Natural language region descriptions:
= = = = =

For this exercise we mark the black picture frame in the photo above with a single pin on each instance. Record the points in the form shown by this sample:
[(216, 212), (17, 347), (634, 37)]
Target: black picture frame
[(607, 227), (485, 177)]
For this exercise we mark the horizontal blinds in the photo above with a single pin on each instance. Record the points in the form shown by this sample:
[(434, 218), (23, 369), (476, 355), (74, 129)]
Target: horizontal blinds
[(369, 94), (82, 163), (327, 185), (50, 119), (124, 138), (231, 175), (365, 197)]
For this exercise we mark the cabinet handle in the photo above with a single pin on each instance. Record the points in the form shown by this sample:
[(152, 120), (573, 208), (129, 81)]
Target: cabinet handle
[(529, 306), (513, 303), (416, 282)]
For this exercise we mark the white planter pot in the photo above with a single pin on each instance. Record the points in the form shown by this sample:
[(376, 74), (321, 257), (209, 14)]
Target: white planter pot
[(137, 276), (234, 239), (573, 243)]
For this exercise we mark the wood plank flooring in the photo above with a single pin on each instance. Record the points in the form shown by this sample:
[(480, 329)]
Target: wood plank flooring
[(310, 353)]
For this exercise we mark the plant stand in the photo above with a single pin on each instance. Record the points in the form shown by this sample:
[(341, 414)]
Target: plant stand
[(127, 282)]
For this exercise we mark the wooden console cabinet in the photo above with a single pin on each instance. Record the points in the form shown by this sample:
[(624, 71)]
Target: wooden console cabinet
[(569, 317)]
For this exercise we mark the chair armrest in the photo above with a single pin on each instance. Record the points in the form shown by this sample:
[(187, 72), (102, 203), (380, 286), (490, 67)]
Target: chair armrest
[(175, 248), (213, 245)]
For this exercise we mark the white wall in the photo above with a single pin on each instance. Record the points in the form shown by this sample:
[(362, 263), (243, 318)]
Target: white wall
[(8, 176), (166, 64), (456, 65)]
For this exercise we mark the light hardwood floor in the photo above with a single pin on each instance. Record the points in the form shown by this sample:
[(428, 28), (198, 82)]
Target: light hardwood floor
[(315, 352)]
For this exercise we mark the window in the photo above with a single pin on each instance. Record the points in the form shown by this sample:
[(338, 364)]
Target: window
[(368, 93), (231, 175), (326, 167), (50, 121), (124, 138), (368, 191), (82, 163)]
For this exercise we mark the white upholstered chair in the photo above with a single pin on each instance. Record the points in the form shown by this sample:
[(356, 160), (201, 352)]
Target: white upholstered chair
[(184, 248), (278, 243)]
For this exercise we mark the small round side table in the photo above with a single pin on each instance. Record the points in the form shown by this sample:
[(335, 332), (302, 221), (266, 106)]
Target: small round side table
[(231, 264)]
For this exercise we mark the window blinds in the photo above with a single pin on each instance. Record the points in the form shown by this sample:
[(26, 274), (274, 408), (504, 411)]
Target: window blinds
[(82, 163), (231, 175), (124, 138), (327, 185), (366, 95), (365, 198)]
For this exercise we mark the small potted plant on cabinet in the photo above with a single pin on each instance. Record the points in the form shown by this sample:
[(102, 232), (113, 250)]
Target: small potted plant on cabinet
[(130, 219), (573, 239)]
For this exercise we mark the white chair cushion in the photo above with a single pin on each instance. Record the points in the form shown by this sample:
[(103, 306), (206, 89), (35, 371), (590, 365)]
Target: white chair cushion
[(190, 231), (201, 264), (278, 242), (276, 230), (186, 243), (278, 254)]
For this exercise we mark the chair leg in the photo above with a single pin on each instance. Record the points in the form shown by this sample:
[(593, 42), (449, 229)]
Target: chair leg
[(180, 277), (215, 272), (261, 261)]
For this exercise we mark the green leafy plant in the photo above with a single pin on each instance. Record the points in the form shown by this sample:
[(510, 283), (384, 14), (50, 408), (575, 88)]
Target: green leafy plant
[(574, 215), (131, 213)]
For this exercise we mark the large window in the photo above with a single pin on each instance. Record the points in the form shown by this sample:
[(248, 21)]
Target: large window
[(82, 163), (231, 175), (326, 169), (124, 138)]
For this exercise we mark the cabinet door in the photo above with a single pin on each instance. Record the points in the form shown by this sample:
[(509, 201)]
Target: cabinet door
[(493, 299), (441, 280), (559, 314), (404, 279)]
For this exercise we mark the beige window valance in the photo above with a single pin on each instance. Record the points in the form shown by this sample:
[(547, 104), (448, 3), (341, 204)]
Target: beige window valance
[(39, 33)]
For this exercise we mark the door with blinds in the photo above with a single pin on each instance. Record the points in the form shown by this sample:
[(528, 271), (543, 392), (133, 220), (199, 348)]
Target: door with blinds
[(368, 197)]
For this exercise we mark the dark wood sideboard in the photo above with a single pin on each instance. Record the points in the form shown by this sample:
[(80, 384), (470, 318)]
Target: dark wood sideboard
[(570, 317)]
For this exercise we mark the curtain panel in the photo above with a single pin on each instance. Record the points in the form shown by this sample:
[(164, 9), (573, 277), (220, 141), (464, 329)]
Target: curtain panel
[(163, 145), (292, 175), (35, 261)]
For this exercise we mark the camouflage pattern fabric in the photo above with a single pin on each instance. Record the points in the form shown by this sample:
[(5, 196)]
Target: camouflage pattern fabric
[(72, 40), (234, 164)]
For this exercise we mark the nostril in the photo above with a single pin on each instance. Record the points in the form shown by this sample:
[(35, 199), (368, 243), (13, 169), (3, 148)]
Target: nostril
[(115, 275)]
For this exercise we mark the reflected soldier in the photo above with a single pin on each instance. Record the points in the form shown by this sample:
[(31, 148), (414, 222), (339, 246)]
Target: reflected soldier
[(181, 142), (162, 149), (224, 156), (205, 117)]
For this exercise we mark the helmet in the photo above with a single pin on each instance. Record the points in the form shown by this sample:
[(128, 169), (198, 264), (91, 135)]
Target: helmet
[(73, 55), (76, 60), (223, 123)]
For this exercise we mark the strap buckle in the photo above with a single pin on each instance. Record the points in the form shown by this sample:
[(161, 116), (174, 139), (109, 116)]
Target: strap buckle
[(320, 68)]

= = = = =

→ EXERCISE OBJECTIVE:
Whatever the entries say, repeat all of them exactly.

→ RESULT FOR THIS TASK:
For this exercise we mark the black picture frame in the photo above with a single pin on each instance. Record the points in the form shown by this sample:
[(216, 212), (17, 347), (634, 37)]
Target: black picture frame
[(607, 227), (485, 177)]
For this exercise we mark the horizontal blinds in the photo above with a single pin on each instance. Record the points in the form shown by this sample:
[(434, 218), (23, 369), (476, 355), (74, 129)]
Target: horizontal blinds
[(369, 94), (82, 163), (327, 185), (50, 119), (124, 138), (231, 175), (365, 197)]
For this exercise we mark the cabinet handle in the photo above with a single pin on each instance. Record the points in the form shown by this sample:
[(152, 120), (573, 208), (129, 81)]
Target: cabinet handle
[(529, 306), (513, 303), (416, 282)]
For this exercise we mark the white planter pot in the photo above with a single pin on each instance. Record the points in the form shown by this sample:
[(376, 74), (321, 257), (209, 14)]
Target: white planter pot
[(137, 276), (234, 239), (573, 243)]
For this exercise we mark the wood plank flooring in the photo above with a single pin on each instance. Record the points in the form shown by this sample:
[(480, 329)]
Target: wood plank flooring
[(310, 353)]
For this exercise we mark the plant stand in the photo above with a single pin on each instance. Record the points in the form shown by this sample:
[(341, 414)]
Target: plant stand
[(127, 282)]
For this exercise we mark the wooden console cabinet in the photo above with a single pin on each instance. Record the points in the form shown by this sample:
[(624, 71)]
Target: wooden console cabinet
[(569, 317)]
For this exercise we mark the chair armrest in the photo above with a single pin on each instance. Record the points in the form shown by this sample:
[(187, 72), (102, 203), (380, 286), (490, 67)]
Target: chair armrest
[(175, 248), (213, 245)]
For this exercise we mark the white wall in the photo above with a single pin on each instance. Record the points in the form shown by this sample:
[(362, 263), (243, 318)]
Target: white wall
[(8, 176), (166, 64), (456, 65)]
For this exercise we mark the light hardwood floor in the photo above with a single pin on each instance. Record the points in the form shown by this sample:
[(428, 28), (198, 82)]
Target: light hardwood floor
[(315, 352)]
For this exercise we mark the window in the photo above with a single pin on each instance. Record the points in the form shown by this sample:
[(338, 364)]
Target: window
[(368, 93), (231, 175), (326, 167), (50, 121), (124, 138), (368, 191), (82, 163)]
For this exercise we mark the white upholstered chair in the photo above with a single pin on each instance. Record the points in the form shown by this sample:
[(356, 160), (201, 352)]
Target: white upholstered chair
[(184, 248), (278, 243)]
For this exercise we mark the small round side table in the photo above with a single pin on each instance. Record the points in the form shown by this sample:
[(335, 332), (302, 221), (266, 106)]
Target: small round side table
[(231, 264)]
For this exercise we mark the window blinds in the photo above with a single pin on each instance. Record the points in the form shown by this sample:
[(26, 274), (274, 408), (504, 411)]
Target: window blinds
[(82, 163), (231, 175), (124, 138), (327, 185), (366, 95), (365, 198)]
For this exercise we mark the small potted plant on cabinet in the photo above with a single pin on each instance. Record the points in the form shown by this sample:
[(102, 232), (113, 250)]
Target: small potted plant on cabinet
[(130, 219), (573, 239)]
For this exercise we mark the white chair cushion in the photo above with a single pin on each instance. Record the points in the form shown by this sample:
[(103, 306), (206, 89), (35, 371), (590, 365)]
Target: white chair cushion
[(190, 231), (201, 264), (278, 242), (276, 230), (186, 243), (278, 254)]
For this exercise we mark the chair leg in the photo above with a single pin on each instance. Record the points in the form shown by this sample:
[(593, 42), (449, 229)]
Target: chair leg
[(180, 277), (215, 272), (261, 261)]
For this exercise we mark the green leafy plant in the photo above with a single pin on each instance. Record the points in the form shown by this sample:
[(510, 283), (384, 14), (50, 408), (575, 88)]
Target: green leafy plant
[(574, 215), (131, 213)]
For this exercise we mark the large window in the photo above with a single pin on each instance. Record the points in the form shown by this sample:
[(248, 21)]
Target: large window
[(82, 163), (231, 175), (326, 169), (124, 138)]
For this exercise we mark the cabinet door in the photo above with a single pin on each instance. Record the points in the form shown by this sample:
[(509, 201)]
Target: cabinet door
[(493, 299), (441, 280), (559, 314), (404, 279)]
For this exercise we mark the beige window valance in the photo above with a single pin on each instance. Record the points in the form shown by this sample:
[(547, 104), (448, 3), (341, 204)]
Target: beige window valance
[(39, 33)]
For this exercise we mark the door with blinds in the photo above with a single pin on each instance. Record the points in the form shown by this sample:
[(528, 271), (543, 392), (133, 220), (199, 348)]
Target: door with blinds
[(368, 197)]
For this exercise we mark the dark wood sideboard in the photo above with a single pin on each instance. Record the points in the form shown by this sample:
[(80, 384), (470, 318)]
Target: dark wood sideboard
[(570, 317)]
For this exercise we mark the curtain panel in the photo above with a single pin on each instance. Record the points in the form shown by this sample:
[(164, 9), (573, 277), (220, 141), (464, 329)]
Target: curtain panel
[(163, 145), (292, 175), (35, 261)]
For this exercise we mark the camouflage pattern fabric in the photo above with a single pin on each instance. Record the points in the form shown by this sample:
[(5, 196)]
Target: camouflage pattern fabric
[(72, 40), (234, 164)]
For this exercise we mark the nostril in the photo above with a single pin on each instance. Record the points in the form shown by this sample:
[(35, 199), (368, 243), (13, 169), (3, 148)]
Target: nostril
[(115, 275)]
For this exercise we mark the reflected soldier in the photo above with a single pin on each instance. Record the points in the form shown by this sample:
[(31, 148), (414, 222), (339, 246)]
Target: reflected soldier
[(181, 142), (162, 149), (224, 156), (205, 117)]
For this exercise we mark the helmet in the photo above with a single pin on each instance. Record the points in the form shown by this sample:
[(128, 169), (198, 264), (91, 135)]
Target: helmet
[(73, 55), (76, 60), (223, 123)]
For this exercise we mark the strap buckle in the photo above with a single pin on each instance. Record the points in the form shown by this sample:
[(161, 116), (174, 139), (109, 116)]
Target: strap buckle
[(320, 68)]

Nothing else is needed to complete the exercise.